BEGIN
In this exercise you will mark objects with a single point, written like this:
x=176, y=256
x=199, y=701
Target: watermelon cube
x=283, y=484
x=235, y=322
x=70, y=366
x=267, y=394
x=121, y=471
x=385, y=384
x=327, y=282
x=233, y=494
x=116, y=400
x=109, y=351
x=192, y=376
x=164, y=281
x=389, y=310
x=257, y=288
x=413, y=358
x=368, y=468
END
> ABOUT THIS TASK:
Your answer must be every record above, repeated exactly.

> RESPONSE BOX:
In this exercise you will mark objects with a single point, written like this:
x=176, y=256
x=199, y=701
Target: watermelon cube
x=283, y=484
x=235, y=322
x=70, y=366
x=267, y=394
x=121, y=471
x=385, y=384
x=327, y=282
x=233, y=494
x=116, y=400
x=109, y=351
x=192, y=376
x=164, y=281
x=389, y=310
x=257, y=288
x=413, y=358
x=368, y=468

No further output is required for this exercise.